WHAT IS EXPECTED
From the data below, retype exactly the lines starting with the one that contains "Question. The picture above shows the tool" and ending with the one that contains "Question. The picture above shows the rolled-up", both included.

TASK INPUT
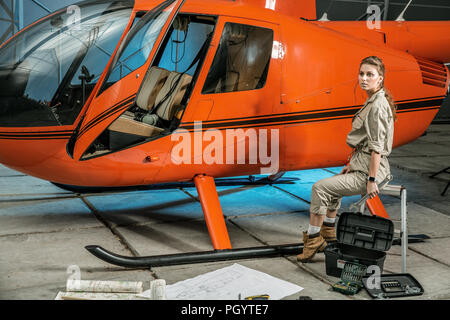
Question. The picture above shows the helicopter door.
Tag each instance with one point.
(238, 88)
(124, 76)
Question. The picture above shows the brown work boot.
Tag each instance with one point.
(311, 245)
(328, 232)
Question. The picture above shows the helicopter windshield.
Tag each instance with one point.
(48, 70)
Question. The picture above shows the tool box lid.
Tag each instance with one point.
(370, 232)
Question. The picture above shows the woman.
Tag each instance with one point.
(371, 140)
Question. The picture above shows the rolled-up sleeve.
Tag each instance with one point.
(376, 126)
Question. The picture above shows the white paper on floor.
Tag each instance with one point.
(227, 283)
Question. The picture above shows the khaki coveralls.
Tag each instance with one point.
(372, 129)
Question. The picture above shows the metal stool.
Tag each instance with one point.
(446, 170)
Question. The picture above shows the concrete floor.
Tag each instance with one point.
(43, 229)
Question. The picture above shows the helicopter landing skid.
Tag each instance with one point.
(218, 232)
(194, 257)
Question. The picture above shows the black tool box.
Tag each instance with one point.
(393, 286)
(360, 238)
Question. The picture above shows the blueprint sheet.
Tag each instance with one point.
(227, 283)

...

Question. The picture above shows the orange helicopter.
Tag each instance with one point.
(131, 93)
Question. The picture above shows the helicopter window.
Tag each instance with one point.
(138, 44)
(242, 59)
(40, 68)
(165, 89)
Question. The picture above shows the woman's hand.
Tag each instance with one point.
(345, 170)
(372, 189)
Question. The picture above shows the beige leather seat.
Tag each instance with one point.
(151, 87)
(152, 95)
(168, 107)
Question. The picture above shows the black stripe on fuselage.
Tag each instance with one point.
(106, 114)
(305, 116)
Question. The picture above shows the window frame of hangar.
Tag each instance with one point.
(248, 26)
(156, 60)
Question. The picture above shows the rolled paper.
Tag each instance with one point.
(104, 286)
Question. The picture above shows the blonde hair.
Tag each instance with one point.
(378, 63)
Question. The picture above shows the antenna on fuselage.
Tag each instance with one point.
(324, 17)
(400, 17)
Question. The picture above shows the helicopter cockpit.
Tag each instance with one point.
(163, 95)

PROBLEM SOLUTION
Question. The picture above shows the tool box lid.
Tag each instance with one point.
(370, 232)
Question. The picture above shows the woman.
Tag each instance with one point.
(371, 140)
Question. The picture above shows the rolled-up sleeve.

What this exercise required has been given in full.